** Opening Source material block **

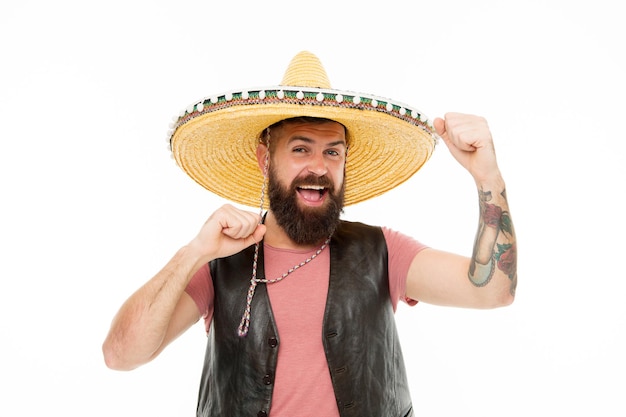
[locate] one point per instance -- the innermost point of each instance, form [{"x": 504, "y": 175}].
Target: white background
[{"x": 92, "y": 205}]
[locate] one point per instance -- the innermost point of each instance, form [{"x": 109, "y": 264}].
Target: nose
[{"x": 317, "y": 165}]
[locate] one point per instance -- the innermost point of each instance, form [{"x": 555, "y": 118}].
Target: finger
[{"x": 440, "y": 126}]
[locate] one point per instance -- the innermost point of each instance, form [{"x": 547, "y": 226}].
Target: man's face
[{"x": 306, "y": 179}]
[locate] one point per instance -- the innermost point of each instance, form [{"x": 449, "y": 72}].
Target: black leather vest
[{"x": 359, "y": 335}]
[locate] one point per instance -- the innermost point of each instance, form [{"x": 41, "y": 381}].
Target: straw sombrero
[{"x": 214, "y": 140}]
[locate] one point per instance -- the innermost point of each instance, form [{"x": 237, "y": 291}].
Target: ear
[{"x": 261, "y": 155}]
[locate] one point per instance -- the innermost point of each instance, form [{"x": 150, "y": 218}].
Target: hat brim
[{"x": 215, "y": 140}]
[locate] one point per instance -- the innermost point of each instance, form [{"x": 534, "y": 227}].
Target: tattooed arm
[{"x": 487, "y": 279}]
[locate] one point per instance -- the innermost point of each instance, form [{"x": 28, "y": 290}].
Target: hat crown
[{"x": 306, "y": 70}]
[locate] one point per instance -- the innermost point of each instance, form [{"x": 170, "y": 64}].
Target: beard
[{"x": 305, "y": 225}]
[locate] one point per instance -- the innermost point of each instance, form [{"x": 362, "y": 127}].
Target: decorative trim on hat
[{"x": 302, "y": 96}]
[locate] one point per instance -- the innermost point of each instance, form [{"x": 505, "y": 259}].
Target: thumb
[{"x": 440, "y": 126}]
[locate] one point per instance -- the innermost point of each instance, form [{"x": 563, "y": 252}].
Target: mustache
[{"x": 312, "y": 179}]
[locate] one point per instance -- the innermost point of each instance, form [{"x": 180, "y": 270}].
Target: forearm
[
  {"x": 494, "y": 259},
  {"x": 140, "y": 326}
]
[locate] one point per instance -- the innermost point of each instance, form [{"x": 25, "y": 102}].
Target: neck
[{"x": 277, "y": 237}]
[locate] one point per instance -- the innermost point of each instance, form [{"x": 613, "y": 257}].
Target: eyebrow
[{"x": 309, "y": 140}]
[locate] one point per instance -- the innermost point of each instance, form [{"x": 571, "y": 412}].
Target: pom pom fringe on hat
[{"x": 214, "y": 140}]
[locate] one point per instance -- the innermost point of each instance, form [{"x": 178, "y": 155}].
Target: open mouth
[{"x": 312, "y": 193}]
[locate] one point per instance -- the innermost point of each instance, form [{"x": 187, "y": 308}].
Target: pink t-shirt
[{"x": 302, "y": 379}]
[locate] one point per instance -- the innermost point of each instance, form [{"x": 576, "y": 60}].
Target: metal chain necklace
[
  {"x": 245, "y": 319},
  {"x": 244, "y": 325}
]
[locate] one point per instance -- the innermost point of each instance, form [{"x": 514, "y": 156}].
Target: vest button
[{"x": 273, "y": 342}]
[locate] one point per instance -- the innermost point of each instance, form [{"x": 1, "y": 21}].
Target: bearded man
[{"x": 312, "y": 330}]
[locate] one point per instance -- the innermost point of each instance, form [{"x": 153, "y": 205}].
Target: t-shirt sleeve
[
  {"x": 200, "y": 289},
  {"x": 401, "y": 250}
]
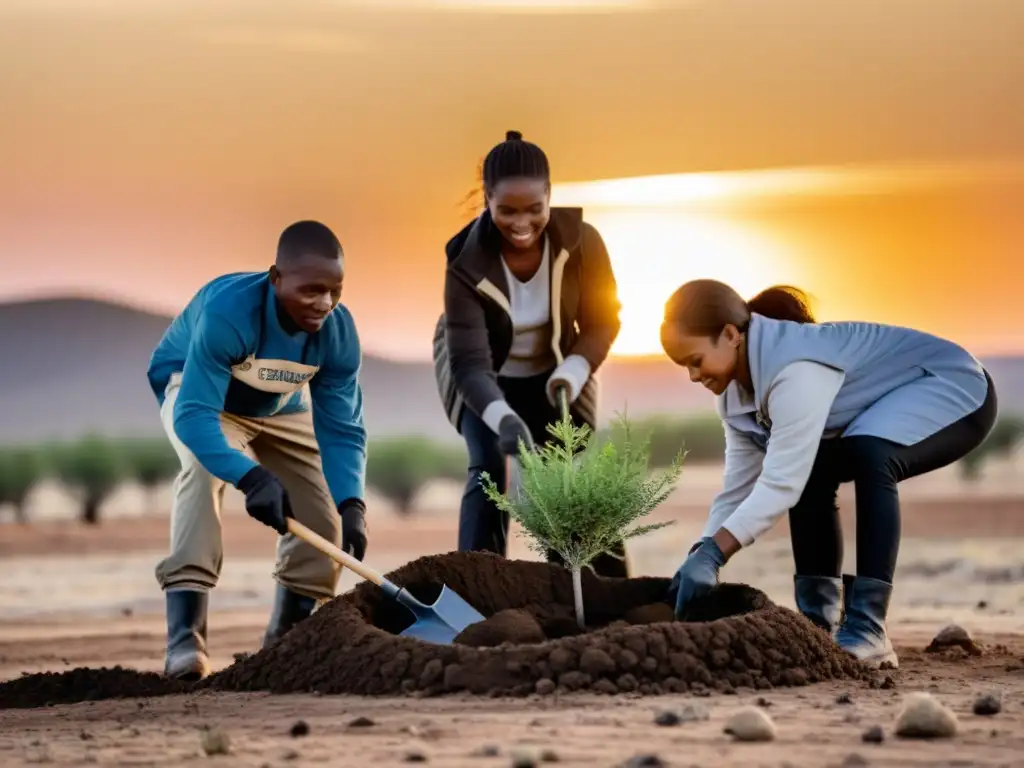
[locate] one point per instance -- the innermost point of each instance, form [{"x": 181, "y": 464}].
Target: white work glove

** Closing Source material block **

[What to do]: Transcribe the whole of the data exactly, minus any pictures.

[Answer area]:
[locate] one point per instance -- the innermost point of each instance, form [{"x": 504, "y": 175}].
Target: white background
[{"x": 92, "y": 205}]
[locate] one point per instance -- the innermost point of each instance, form [{"x": 109, "y": 264}].
Target: nose
[{"x": 317, "y": 165}]
[locate] one point per instance -- the innermost point of each instance, form [{"x": 555, "y": 118}].
Target: finger
[{"x": 440, "y": 126}]
[locate] one point per instance -- the innermost point of each instance, form [{"x": 547, "y": 226}].
Target: man's face
[{"x": 306, "y": 179}]
[locate] one point per instance -- the innermost point of each instance, form [{"x": 449, "y": 72}].
Target: black leather vest
[{"x": 359, "y": 335}]
[locate] one point per instance -- the innermost point of each instance, form [{"x": 41, "y": 381}].
Target: straw sombrero
[{"x": 214, "y": 140}]
[locate] one point per instance -- the innermost point of each instance, form [{"x": 237, "y": 291}].
Target: ear
[{"x": 261, "y": 155}]
[locate] one point per instance -- the innermost point of each instance, form [{"x": 150, "y": 218}].
Target: hat brim
[{"x": 215, "y": 140}]
[locate] one point per instance -- the innermost point of each instance, form [{"x": 534, "y": 227}].
Target: tattooed arm
[{"x": 487, "y": 279}]
[locate] one point per instance -- the innermost point of each instance, form [{"x": 28, "y": 290}].
Target: hat crown
[{"x": 306, "y": 70}]
[locate] one point per instance -- the innermost point of each instance, form [{"x": 170, "y": 64}].
Target: beard
[{"x": 305, "y": 225}]
[locate] one point per instance -- the innermost point of each instance, form [{"x": 362, "y": 127}].
Target: decorative trim on hat
[{"x": 302, "y": 96}]
[locate] one point per instance -- the innermost point of each instance, form [{"x": 505, "y": 259}].
Target: thumb
[{"x": 440, "y": 126}]
[locate] one point per instance -- the innermost point of each instance, form [{"x": 563, "y": 252}].
Target: mustache
[{"x": 312, "y": 179}]
[locate] one point per instance -- the innermost point of each instance, form [{"x": 180, "y": 270}].
Target: forearm
[
  {"x": 494, "y": 259},
  {"x": 140, "y": 326}
]
[locate] one point per instance -- the innermost point of each instance, form [{"x": 25, "y": 102}].
Target: neck
[{"x": 277, "y": 237}]
[locate] one point per instance -- the innermost point of each instance, form [{"x": 613, "y": 257}].
Target: eyebrow
[{"x": 309, "y": 140}]
[locate] one point per instance -- the innermost point of each instance, form [{"x": 571, "y": 412}].
Target: pom pom fringe on hat
[{"x": 214, "y": 140}]
[locate] one point per instance -- the innermost point of each instance, form [{"x": 178, "y": 155}].
Target: open mouth
[{"x": 312, "y": 193}]
[locate] one point per instance -- the innermost point of each instance, form [{"x": 187, "y": 308}].
Target: pink t-shirt
[{"x": 302, "y": 379}]
[locate] one point per instance -- the innermost point of each instance, form [{"x": 576, "y": 60}].
Target: metal chain necklace
[
  {"x": 245, "y": 319},
  {"x": 244, "y": 325}
]
[locate] one point per instance -- the innermost point of each instance, form [{"x": 514, "y": 156}].
Target: vest button
[{"x": 273, "y": 342}]
[locate] one point per instance -- the innermost point of each instance, form [{"x": 1, "y": 21}].
Target: bearded man
[{"x": 312, "y": 330}]
[locate] one point per instance -- the innermost point of each instance, form [{"x": 153, "y": 205}].
Target: t-shirt sleeve
[
  {"x": 200, "y": 289},
  {"x": 401, "y": 250}
]
[locate] one point per instance -- the innermost point of each instance, form [{"x": 181, "y": 464}].
Target: white work glove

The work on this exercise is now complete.